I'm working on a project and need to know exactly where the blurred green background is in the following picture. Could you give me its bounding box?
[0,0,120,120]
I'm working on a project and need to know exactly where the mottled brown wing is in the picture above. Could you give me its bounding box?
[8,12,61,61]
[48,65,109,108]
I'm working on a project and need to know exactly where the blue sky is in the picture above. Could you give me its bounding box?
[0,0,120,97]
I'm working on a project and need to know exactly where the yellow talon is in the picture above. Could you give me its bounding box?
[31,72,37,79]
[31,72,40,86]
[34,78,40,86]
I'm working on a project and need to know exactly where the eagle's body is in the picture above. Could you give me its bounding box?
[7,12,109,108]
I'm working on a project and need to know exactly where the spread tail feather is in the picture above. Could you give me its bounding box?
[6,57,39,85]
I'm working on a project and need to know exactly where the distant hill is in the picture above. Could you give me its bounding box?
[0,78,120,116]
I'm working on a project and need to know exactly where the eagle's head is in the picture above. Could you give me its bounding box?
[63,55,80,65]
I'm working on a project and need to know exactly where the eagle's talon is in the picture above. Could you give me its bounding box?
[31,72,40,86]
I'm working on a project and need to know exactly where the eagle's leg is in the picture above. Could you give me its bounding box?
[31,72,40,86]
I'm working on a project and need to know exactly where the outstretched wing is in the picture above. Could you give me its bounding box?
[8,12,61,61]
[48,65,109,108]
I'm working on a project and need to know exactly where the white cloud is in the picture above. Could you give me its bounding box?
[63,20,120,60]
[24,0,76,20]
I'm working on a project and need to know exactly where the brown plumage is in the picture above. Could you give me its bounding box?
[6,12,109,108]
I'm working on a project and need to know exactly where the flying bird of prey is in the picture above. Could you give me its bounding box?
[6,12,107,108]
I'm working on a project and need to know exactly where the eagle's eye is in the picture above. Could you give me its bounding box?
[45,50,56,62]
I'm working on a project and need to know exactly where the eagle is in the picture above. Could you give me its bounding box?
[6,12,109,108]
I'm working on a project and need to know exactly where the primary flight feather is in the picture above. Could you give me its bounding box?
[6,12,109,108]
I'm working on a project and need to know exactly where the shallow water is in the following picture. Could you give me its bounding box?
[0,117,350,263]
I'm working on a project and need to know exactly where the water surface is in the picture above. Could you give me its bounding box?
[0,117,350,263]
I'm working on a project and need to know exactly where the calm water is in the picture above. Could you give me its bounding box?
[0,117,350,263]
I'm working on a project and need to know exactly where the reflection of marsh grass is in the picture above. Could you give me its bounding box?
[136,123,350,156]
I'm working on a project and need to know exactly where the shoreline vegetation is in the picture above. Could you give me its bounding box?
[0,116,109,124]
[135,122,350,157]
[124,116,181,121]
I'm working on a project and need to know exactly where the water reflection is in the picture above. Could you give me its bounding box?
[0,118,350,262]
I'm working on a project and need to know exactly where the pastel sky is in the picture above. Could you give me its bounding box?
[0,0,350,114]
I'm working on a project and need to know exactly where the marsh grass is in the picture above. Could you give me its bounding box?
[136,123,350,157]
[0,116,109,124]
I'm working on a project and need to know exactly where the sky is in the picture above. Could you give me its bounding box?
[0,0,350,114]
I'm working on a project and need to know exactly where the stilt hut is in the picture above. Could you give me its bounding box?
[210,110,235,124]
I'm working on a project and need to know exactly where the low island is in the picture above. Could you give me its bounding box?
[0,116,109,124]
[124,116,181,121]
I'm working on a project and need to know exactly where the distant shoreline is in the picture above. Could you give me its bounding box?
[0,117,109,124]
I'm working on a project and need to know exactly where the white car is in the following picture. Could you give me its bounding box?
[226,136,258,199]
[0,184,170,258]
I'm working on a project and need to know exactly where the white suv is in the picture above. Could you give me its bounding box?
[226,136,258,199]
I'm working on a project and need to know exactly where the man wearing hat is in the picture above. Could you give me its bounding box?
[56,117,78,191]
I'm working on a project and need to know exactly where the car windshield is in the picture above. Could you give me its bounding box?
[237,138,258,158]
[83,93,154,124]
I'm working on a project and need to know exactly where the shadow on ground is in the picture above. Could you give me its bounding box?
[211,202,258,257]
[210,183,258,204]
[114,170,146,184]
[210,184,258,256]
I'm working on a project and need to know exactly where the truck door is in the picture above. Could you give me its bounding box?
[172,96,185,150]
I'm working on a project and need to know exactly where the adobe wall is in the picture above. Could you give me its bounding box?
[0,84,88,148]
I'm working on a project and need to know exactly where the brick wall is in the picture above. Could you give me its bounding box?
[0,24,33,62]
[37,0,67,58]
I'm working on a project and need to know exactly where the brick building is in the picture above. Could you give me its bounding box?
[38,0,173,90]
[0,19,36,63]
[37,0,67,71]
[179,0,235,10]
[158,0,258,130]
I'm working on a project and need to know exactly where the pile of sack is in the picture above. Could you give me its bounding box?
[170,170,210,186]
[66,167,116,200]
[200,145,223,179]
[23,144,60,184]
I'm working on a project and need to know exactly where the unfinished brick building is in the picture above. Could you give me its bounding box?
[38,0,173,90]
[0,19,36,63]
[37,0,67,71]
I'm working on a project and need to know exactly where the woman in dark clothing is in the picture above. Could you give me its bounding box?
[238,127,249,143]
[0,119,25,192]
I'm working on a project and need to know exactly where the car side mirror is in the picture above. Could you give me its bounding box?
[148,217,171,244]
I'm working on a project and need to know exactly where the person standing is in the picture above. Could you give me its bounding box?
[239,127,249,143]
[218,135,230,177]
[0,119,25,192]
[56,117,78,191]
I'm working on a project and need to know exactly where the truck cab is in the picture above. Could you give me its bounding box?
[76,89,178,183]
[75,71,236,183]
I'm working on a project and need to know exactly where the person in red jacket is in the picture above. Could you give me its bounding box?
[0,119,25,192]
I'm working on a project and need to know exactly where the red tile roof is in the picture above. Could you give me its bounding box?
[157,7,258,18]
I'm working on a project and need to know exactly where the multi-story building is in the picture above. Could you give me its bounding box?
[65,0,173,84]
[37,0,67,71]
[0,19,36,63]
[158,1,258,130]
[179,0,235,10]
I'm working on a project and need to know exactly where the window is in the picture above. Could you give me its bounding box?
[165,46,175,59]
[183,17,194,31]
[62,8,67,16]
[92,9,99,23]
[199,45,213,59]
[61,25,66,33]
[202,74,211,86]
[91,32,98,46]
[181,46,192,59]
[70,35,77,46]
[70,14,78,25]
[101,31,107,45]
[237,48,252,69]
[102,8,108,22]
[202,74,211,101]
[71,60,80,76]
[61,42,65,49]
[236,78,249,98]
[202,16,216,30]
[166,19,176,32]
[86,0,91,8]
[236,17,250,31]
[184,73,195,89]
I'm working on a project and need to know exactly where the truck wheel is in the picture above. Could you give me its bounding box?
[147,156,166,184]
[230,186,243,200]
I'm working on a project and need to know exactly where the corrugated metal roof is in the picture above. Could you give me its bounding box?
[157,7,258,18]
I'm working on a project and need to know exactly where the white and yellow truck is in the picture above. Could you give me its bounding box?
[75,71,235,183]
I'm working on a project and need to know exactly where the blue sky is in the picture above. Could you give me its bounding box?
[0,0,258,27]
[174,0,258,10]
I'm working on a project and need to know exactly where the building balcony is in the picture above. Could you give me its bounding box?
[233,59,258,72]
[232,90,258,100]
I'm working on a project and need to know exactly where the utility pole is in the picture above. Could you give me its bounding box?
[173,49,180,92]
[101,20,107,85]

--*--

Requirement:
Please rewrite all of the lines above with "bounding box" changed to "enclosing box" wherever it occurs, leaving everything else the same.

Answer to the exercise:
I'm working on a project and need to know exactly where the blurred green background is in the following picture. Could you give me its enclosing box?
[0,0,120,120]
I'm working on a project and need to know exactly where the mottled brown wing is in the picture above. Could you give me its enclosing box?
[8,12,61,61]
[48,65,109,108]
I'm working on a project and need to know exactly where the blue sky is in the picture above. Could you give me its enclosing box?
[0,0,120,97]
I'm working on a project and need to know exactly where the yellow talon is in the picture above. Could you give me its enclosing box?
[31,72,37,79]
[31,72,40,86]
[34,78,40,86]
I'm working on a project and need to know exactly where the eagle's body is in the picture above. Could you give me its enclosing box?
[7,12,109,108]
I'm working on a project and need to know exactly where the spread tail feather is in the picture above. Could you give me its enclosing box?
[6,57,39,85]
I'm working on a project and need to know exactly where the distant hill is in the picture above. Could you give me its enclosing box?
[0,78,120,116]
I'm working on a project and need to know exactly where the eagle's head is in the picture above. Could you give me its enclosing box?
[63,55,80,65]
I'm working on a project and need to know exactly where the eagle's talon is in the picture above. Could you give me its enclosing box?
[31,72,40,86]
I'm working on a project and need to know exactly where the eagle's leg is in the picture above. Could you give me its enclosing box?
[31,72,40,86]
I'm working on a project and need to know exactly where the outstretched wing is in the picture above. Could you give me its enclosing box?
[8,12,61,61]
[48,65,109,108]
I'm working on a project and need to know exactly where the white cloud is in the picture above. Could you give me its enclosing box?
[63,20,120,60]
[24,0,76,20]
I'm working on a project and need to know exactly where the brown plumage is in the picture above. Could you give me its enclosing box?
[6,12,109,108]
I'm working on a project and need to know exactly where the flying bird of prey is in the picture above. Could you give me its enclosing box?
[6,12,107,108]
I'm working on a project and need to know exactly where the eagle's eye is in the picture above. Could you give me its enclosing box?
[45,50,56,62]
I'm working on a project and need to know exactly where the eagle is in the picture above. Could you give me its enclosing box?
[6,12,109,108]
I'm working on a project and need to know exactly where the primary flight feather is in the picture above. Could you give me its enclosing box?
[6,12,109,108]
I'm working on a project and need to know exactly where the shallow water is in the following picture. Could you give me its enclosing box?
[0,117,350,263]
I'm working on a project and need to know exactly where the water surface is in the picture above. Could you give me its enclosing box?
[0,117,350,263]
I'm working on a project and need to know exactly where the calm water is in the picture above. Could you give me its enclosing box?
[0,117,350,263]
I'm working on a project and need to know exactly where the reflection of marsh grass is in the picture above. Could you give me its enclosing box?
[136,123,350,156]
I'm working on a project and need to know exactly where the shoreline vegetation is in the picture above. Could you give me its enclosing box?
[0,116,109,124]
[135,122,350,157]
[124,116,181,121]
I'm working on a project and need to know exactly where the water reflection is in the picture above. Could you give me its enclosing box?
[0,118,350,262]
I'm working on a project and need to know exactly where the pastel sky is in the picture above. Could you give me its enclosing box?
[0,0,350,114]
I'm working on a project and need to know exactly where the marsh grass is in the picture above. Could you give me its enclosing box?
[136,123,350,157]
[0,116,109,124]
I'm working on a project and need to know exactly where the sky is in the picture above. Could you give me its enclosing box?
[0,0,350,114]
I'm working on a project and need to know exactly where the stilt hut is in the picture above. Could you give me its enclosing box?
[210,110,235,124]
I'm working on a project and need to know exactly where the low island is in the picture above. Could you give me its enclosing box?
[0,116,109,124]
[124,116,181,121]
I'm working on a project and need to know exactly where the distant shoreline is in the picture above. Could you give me its enclosing box?
[0,117,109,124]
I'm working on a project and need to know exactly where the white car is in the following picture. Could you give me its enclosing box?
[226,136,258,199]
[0,184,170,258]
I'm working on a project and need to know exactly where the white suv is in the picture above. Could you give me its enclosing box?
[226,136,258,199]
I'm working on a project and need to know exactly where the man wearing hat is in the picture above. Could you give me its enclosing box?
[56,117,78,191]
I'm working on a project and need to know exactly where the car windshield is in the picture above. Could you give me its enclosing box?
[237,138,258,158]
[83,93,154,124]
I'm working on a project and need to know exactly where the shadow on ground is in the picture above. Could you give me its enclosing box?
[211,202,258,257]
[210,183,258,204]
[114,170,146,184]
[210,184,258,256]
I'm working on a project and need to know exactly where the truck door is in the picture above. Could you give me its enclosing box?
[172,96,185,150]
I'm working on a project and need to know exactly where the adobe wall is in the picture above. Could you give me its enclosing box?
[0,84,88,148]
I'm working on a project and need to know exactly where the brick wall is in the picture above. Could you give me its enclosing box?
[0,24,33,62]
[37,0,67,58]
I'm working on a project and need to know exactly where the brick building is in the picture above. Could you give me its enclosing box?
[38,0,173,90]
[0,19,36,63]
[37,0,67,71]
[179,0,235,10]
[158,0,258,130]
I'm working on a project and need to know exactly where the pile of sack is in the picture above. Could you give me its enclosing box?
[170,170,210,186]
[66,167,116,200]
[200,145,223,179]
[23,144,60,184]
I'm working on a project and need to know exactly where the unfinished brick building is in the picture above. Could you give me its enclosing box?
[38,0,173,90]
[0,19,36,63]
[37,0,67,71]
I'm working on a project and need to know exactly where the woman in dark clothing is in the picture above. Could you give me its enclosing box?
[238,127,249,143]
[0,119,25,192]
I'm working on a project and need to know exactly where the car side mirror is in the picture above. Could you give me its enclosing box?
[148,217,171,244]
I'm working on a project and need to know exactly where the person standing is in the picture above. Could you give me its enclosing box?
[239,127,249,143]
[218,135,230,177]
[0,119,25,192]
[56,117,78,191]
I'm working on a project and need to know exactly where the truck cab is in the picture above. Could you give me its enclosing box?
[76,89,178,183]
[75,71,236,183]
I'm working on a project and need to know exactly where the person in red jacket is in the picture above. Could you give me its enclosing box?
[0,119,25,192]
I'm working on a project and need to know exactly where the red tile roof is in the picture above. Could you give me its enclosing box?
[157,7,258,18]
I'm working on a project and need to know exactly where the multi-story building is in the picture above. Could you give me its enclosing box?
[65,0,173,84]
[37,0,67,71]
[0,19,36,63]
[158,1,258,130]
[179,0,235,10]
I'm working on a project and need to know exactly where the window is in the picture above. Could you give me its enclosing box?
[165,46,175,59]
[183,17,194,31]
[62,8,67,16]
[92,9,99,23]
[199,45,213,59]
[61,25,66,33]
[202,74,211,86]
[91,32,98,46]
[181,46,192,59]
[70,35,77,46]
[70,14,78,25]
[101,31,107,45]
[237,48,252,69]
[102,8,108,22]
[202,74,211,101]
[71,60,80,76]
[61,42,65,49]
[236,78,249,98]
[202,16,216,30]
[166,19,176,32]
[86,0,91,8]
[236,17,250,31]
[184,73,195,89]
I'm working on a project and need to know exactly where the truck wheel is in the picture above. Could you give me its enclosing box?
[147,156,166,184]
[230,186,243,200]
I'm working on a project and need to know exactly where the corrugated metal roof is in the picture above. Could you give me its enclosing box?
[157,7,258,18]
I'm working on a project and need to know exactly where the white and yellow truck is in the picture above. Could you give me its enclosing box?
[75,71,235,183]
I'm working on a project and need to know exactly where the blue sky is in the picture above. Could you give me its enclosing box?
[0,0,258,27]
[174,0,258,10]
I'm working on a project and need to know exactly where the building balcony is in the picture above. Could you give me its enclosing box?
[233,59,258,72]
[232,90,258,100]
I'm working on a project and need to know exactly where the utility pole is in the picture above. Could you give me its enclosing box?
[173,49,180,92]
[101,20,107,85]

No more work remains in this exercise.